About this task:
The records that follow must all be duplicated exactly.
Segment Start: Recorded information
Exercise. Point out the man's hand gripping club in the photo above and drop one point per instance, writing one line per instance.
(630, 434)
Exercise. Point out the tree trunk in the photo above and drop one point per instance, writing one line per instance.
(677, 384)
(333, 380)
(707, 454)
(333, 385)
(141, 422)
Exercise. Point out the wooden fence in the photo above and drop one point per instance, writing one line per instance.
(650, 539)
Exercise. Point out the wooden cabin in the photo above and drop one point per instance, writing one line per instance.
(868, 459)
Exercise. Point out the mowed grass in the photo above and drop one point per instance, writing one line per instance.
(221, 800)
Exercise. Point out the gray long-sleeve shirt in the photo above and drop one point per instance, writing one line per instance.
Segment End: Recorded information
Answer section:
Exercise. Point out the man's hand gripping club in the photo above and drop one point per instance, writing one line per instance.
(630, 434)
Exercise. Point out the tree trunk in the photo above and drop one point per instance, writing one line per instance.
(677, 384)
(333, 380)
(707, 454)
(333, 385)
(141, 422)
Exercise. Point out the wooden fence in the photo above and drop one point per instance, writing one line per instance.
(650, 539)
Exercise. Point out the wooden cabin in the photo above and drop one point per instance, writing one line per instance.
(868, 459)
Exercise. Point out the mowed grass in the photo above and drop one point per instance, writing one line per instance.
(221, 800)
Exercise. Point out the gray long-sleeve shirt in the photo above and drop one point per instance, writing one line per instance.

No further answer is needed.